PAGE EXTRACT:
○ ○ ○ ○ ○ ○ ○

In mathematics, the Jacobian conjecture is a celebrated problem on polynomials in several variables. It was first posed in 1939 by Ott-Heinrich Keller. It was widely publicized by Shreeram Abhyankar, as an example of a question in the area of algebraic geometry that requires little beyond a knowledge of calculus to state.
What is perhaps the simplest unsolved case of the conjecture conveys its difficulty: Let f: ℂ2 → ℂ2 be a polynomial mapping. (That is, f(z,w) is of the form (P(z,w), Q(z,w)) where P and Q are polynomials with complex coefficients). Assume further that f is locally one-to-one. Then the Jacobian conjecture asserts that the function f is both a) globally one-to-one and b) onto. (In other words, that f is a bijection of ℂ2 to itself.) Neither a) nor b) has been proved.
The Jacobian conjecture is notorious for the large number of attempted proofs that turned out to contain subtle errors. As of 2015, there are no plausible claims to have proved it. Even the two variable case has resisted all efforts. There are no known compelling reasons for believing it to be true, and according to van den Essen (1997) there are some suspicions that the conjecture is in fact false for large numbers of variables.
The Jacobian determinant
- F(c1, ..., cN) = (f1(c1, ...,cN),..., fN(c1,...,cN))

○ ○ ○ ○ ○ ○ ○

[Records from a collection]
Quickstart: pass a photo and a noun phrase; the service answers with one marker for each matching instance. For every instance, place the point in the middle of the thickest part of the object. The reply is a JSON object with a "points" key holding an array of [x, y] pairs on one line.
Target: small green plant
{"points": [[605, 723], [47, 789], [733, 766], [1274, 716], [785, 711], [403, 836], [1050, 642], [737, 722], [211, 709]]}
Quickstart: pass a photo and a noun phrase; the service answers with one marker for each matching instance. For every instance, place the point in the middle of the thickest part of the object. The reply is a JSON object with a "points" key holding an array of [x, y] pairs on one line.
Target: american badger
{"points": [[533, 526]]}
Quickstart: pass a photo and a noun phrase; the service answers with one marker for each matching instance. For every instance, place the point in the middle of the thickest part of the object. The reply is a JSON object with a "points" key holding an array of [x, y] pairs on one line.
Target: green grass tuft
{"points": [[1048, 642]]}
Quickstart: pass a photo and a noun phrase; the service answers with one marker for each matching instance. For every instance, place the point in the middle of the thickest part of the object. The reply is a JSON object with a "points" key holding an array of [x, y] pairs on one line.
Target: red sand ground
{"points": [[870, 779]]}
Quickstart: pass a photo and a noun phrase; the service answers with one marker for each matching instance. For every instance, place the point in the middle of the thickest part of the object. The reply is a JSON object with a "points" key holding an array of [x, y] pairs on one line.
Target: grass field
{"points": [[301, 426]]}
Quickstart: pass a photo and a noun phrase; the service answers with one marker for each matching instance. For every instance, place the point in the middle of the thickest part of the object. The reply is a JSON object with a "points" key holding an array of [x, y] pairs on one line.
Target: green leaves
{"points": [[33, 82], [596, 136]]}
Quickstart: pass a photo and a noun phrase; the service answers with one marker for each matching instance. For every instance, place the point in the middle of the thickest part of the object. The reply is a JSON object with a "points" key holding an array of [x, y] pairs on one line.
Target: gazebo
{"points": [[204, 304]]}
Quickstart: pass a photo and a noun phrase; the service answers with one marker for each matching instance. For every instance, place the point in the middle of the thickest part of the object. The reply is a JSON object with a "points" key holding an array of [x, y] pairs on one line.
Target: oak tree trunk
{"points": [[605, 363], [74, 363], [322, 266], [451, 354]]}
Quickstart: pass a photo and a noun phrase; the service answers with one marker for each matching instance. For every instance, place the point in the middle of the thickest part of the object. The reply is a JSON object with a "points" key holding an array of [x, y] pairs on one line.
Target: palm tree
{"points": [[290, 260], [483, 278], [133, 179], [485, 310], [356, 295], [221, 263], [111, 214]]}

○ ○ ○ ○ ○ ○ ○

SHORT EXERCISE 1: Copy the passage from the Jacobian conjecture text, beginning at the words "What is perhaps" and ending after the words "has been proved.".
SHORT EXERCISE 2:
Answer these questions using the Jacobian conjecture text.
(a) In what year was the conjecture first posed, and by whom?
(b) What kind of coefficients do the polynomials P and Q have?
(c) According to van den Essen (1997), for what cases is there some suspicion that the conjecture is false?

FULL OUTPUT 1:
What is perhaps the simplest unsolved case of the conjecture conveys its difficulty: Let f: ℂ2 → ℂ2 be a polynomial mapping. (That is, f(z,w) is of the form (P(z,w), Q(z,w)) where P and Q are polynomials with complex coefficients). Assume further that f is locally one-to-one. Then the Jacobian conjecture asserts that the function f is both a) globally one-to-one and b) onto. (In other words, that f is a bijection of ℂ2 to itself.) Neither a) nor b) has been proved.

FULL OUTPUT 2:
(a) It was first posed in 1939 by Ott-Heinrich Keller.
(b) Complex coefficients.
(c) For large numbers of variables.